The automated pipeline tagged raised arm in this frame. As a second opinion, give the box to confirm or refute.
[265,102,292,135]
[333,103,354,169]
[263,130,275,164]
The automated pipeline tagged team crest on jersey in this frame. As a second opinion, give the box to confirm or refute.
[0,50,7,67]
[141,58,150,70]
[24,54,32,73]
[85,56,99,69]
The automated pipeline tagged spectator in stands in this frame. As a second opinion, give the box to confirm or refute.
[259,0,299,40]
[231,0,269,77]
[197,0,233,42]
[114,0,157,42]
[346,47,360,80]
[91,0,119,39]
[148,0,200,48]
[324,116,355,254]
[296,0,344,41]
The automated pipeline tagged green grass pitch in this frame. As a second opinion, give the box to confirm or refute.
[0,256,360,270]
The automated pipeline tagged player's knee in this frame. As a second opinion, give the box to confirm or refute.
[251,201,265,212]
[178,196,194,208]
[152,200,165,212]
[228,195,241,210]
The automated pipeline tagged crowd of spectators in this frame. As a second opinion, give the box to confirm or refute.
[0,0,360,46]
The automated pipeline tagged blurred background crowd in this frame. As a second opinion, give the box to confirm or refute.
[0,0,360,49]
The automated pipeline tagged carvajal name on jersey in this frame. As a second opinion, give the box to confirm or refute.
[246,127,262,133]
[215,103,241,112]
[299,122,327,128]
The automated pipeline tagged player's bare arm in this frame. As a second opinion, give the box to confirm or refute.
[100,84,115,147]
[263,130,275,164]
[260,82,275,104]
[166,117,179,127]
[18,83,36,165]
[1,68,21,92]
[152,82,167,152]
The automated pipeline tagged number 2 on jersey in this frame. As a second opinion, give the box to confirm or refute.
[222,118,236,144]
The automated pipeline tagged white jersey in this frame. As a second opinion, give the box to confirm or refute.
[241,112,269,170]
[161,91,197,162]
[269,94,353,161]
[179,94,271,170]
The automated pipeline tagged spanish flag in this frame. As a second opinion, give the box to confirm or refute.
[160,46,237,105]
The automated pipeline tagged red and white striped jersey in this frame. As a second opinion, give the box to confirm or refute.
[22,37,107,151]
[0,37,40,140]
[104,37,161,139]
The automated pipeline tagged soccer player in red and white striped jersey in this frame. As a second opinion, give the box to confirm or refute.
:::::
**Prompt:**
Tally the lines in the items above that contain the word "player", with case counting, and reply with only the number.

**Reply to the task:**
3